Text under study →
┌──
7 April 2026 · Linkiva Team Geo
How AI Search Engines (ChatGPT, Perplexity, Gemini) Choose What to Cite
A practical look at the retrieval and citation mechanics inside ChatGPT, Perplexity, and Gemini — what signals drive citation choice, and how to build content that gets quoted.
If you want your content to show up inside AI-generated answers, you need a working model of how those answers actually get produced. The marketing-deck version — “the AI picks the best source” — is so wrong it actively misleads people about where to put their effort. The reality is a multi-stage pipeline with distinct steps, distinct signals, and distinct levers you can pull at each step.
This walks through the actual mechanics inside the four answer engines that matter most in 2026 — ChatGPT, Perplexity, Gemini, and Google’s AI Overviews — and what each stage means for the content you publish. It is the operating model we use for every GEO engagement at Linkiva.
Stage 1: query understanding and reformulation
When a user types a question, the engine first has to convert that question into something a search index can answer. This involves identifying the entities involved, the intent (informational, comparison, recommendation, transactional), and any constraints (location, time, audience). The engine then often reformulates the question into one or more underlying queries — sometimes a single query, sometimes a fan-out of three to eight sub-queries that together cover the answer space.
└──
Task description → In the article on how AI search engines choose citations, how many sub-queries can a fan-out contain?

Records provided →
┌──
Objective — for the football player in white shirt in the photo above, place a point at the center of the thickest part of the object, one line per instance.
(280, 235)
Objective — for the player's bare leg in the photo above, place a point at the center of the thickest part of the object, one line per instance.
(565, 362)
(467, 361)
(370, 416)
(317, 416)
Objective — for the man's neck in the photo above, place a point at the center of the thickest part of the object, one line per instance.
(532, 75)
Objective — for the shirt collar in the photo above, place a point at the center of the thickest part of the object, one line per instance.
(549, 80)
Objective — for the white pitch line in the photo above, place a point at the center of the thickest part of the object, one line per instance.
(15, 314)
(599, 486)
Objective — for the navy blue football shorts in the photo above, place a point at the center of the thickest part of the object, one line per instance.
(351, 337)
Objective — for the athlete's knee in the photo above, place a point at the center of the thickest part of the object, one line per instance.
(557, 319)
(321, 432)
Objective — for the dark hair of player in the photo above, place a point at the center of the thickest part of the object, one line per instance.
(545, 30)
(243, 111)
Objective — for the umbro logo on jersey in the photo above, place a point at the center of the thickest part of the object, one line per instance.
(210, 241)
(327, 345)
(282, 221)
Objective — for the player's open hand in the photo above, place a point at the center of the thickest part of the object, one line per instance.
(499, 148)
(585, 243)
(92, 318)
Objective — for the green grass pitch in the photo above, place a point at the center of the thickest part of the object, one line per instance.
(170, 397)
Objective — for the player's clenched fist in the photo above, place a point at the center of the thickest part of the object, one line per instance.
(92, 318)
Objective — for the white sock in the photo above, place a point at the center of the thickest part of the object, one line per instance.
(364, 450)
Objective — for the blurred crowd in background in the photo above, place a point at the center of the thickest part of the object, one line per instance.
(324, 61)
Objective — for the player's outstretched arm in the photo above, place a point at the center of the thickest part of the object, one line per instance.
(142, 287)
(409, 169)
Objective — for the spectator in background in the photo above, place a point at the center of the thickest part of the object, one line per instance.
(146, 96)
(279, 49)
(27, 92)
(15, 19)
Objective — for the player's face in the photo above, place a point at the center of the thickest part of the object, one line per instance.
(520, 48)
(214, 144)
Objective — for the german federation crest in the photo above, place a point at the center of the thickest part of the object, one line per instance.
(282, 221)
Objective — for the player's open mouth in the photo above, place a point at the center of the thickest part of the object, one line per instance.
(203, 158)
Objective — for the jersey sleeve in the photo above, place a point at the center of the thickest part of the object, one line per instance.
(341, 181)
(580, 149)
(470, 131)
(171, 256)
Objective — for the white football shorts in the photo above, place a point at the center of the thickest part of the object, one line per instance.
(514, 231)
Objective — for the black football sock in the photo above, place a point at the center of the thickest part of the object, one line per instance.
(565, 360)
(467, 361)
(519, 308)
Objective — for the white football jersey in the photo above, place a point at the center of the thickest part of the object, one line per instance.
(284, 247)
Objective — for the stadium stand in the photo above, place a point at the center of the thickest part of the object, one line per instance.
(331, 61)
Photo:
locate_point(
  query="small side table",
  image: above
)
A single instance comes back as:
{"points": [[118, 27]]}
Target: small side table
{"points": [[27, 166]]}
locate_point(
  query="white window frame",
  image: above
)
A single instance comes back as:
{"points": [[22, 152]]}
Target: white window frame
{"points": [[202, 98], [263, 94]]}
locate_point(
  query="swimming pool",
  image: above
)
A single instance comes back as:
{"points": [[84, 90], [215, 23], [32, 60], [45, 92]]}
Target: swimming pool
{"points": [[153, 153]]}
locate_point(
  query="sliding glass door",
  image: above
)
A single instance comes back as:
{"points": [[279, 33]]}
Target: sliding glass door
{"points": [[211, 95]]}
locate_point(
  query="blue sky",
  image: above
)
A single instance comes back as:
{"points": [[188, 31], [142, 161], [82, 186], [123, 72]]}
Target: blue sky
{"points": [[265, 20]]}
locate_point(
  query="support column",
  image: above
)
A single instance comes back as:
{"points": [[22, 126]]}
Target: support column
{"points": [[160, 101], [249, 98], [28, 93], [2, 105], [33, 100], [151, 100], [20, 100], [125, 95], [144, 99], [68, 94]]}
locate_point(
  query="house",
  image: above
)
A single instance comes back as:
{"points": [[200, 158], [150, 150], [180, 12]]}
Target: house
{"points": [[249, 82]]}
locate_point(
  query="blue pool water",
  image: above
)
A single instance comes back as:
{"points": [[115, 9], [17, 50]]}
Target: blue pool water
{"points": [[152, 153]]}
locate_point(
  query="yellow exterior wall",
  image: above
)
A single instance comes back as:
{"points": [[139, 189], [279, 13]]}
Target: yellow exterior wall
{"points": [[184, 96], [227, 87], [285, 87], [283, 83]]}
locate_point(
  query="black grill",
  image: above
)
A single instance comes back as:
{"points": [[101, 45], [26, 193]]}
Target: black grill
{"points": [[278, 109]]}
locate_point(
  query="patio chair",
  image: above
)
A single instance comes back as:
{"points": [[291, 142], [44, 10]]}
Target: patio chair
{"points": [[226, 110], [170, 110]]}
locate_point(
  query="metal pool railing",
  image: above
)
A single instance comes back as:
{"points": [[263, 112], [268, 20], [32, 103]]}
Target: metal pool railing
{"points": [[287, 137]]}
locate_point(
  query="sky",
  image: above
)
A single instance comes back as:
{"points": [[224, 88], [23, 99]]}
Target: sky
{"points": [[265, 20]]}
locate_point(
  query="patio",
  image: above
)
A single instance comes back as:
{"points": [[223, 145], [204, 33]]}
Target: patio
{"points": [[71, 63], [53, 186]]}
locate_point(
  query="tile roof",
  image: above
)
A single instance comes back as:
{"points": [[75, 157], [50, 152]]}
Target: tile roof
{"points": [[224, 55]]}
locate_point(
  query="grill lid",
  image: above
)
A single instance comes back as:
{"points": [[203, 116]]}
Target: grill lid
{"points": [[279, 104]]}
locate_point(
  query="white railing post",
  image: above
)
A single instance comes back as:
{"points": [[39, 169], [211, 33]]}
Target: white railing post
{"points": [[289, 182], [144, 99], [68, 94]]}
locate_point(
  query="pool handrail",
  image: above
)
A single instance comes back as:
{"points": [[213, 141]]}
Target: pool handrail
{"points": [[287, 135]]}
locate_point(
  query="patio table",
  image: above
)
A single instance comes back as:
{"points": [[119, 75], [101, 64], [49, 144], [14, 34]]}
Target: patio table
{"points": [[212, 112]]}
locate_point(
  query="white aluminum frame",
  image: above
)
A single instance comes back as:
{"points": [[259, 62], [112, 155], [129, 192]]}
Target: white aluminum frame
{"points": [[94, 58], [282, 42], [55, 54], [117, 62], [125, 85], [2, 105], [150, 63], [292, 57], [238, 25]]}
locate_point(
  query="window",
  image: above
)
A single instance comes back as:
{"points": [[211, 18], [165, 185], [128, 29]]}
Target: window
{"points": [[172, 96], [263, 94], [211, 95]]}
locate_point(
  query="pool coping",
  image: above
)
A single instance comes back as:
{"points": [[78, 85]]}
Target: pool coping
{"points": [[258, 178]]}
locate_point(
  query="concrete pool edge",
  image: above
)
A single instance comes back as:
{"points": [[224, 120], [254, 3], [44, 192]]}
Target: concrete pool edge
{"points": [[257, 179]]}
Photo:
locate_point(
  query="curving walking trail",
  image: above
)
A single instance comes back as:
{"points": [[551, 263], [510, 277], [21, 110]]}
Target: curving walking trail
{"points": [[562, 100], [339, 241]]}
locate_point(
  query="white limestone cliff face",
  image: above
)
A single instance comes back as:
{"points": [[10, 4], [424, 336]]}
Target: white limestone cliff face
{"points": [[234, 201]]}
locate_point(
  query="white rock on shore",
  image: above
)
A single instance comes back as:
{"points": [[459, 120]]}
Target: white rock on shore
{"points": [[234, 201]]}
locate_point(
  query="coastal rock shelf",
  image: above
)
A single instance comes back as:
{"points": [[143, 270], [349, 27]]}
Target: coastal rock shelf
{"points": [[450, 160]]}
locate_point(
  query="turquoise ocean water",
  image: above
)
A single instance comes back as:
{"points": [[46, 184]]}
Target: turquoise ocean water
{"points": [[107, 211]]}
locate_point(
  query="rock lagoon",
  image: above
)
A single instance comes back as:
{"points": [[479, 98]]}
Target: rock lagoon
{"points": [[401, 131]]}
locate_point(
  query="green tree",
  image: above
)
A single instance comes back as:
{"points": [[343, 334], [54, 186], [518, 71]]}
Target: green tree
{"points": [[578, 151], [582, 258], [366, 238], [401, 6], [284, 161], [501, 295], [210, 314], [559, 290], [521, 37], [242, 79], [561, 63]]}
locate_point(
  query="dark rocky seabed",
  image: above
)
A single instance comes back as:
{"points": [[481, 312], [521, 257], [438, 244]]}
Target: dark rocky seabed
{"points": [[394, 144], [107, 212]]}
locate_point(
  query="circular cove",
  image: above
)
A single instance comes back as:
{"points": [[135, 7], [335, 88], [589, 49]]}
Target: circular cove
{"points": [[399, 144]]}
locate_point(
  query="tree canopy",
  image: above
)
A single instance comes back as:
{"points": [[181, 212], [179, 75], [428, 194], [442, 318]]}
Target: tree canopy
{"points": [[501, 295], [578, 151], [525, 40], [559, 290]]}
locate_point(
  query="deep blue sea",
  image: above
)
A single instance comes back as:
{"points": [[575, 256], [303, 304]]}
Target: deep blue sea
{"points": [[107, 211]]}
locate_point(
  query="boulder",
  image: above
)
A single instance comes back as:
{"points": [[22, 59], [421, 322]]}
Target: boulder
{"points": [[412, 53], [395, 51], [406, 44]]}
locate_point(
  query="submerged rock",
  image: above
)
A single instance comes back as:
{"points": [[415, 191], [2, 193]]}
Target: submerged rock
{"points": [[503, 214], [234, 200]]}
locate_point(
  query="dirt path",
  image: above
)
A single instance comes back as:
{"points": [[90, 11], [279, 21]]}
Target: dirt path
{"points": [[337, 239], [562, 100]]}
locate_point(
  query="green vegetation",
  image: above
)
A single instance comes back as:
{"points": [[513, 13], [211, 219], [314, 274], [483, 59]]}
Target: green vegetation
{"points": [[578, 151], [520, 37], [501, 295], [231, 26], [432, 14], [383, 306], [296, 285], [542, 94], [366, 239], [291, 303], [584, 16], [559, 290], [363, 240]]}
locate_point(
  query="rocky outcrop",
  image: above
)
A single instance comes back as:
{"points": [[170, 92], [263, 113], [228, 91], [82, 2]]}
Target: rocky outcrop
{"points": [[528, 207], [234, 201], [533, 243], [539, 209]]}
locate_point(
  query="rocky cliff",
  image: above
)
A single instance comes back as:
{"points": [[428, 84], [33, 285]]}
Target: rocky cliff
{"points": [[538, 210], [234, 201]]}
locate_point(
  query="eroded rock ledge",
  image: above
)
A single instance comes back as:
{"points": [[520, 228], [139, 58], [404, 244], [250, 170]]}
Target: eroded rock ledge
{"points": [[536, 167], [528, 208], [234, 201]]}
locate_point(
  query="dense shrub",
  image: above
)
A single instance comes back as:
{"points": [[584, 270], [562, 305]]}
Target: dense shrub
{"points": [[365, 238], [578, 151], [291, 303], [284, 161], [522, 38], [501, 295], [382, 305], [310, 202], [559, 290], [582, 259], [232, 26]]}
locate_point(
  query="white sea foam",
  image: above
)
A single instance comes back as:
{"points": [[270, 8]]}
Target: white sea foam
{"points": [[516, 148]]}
└──
Expected answer → Three to eight.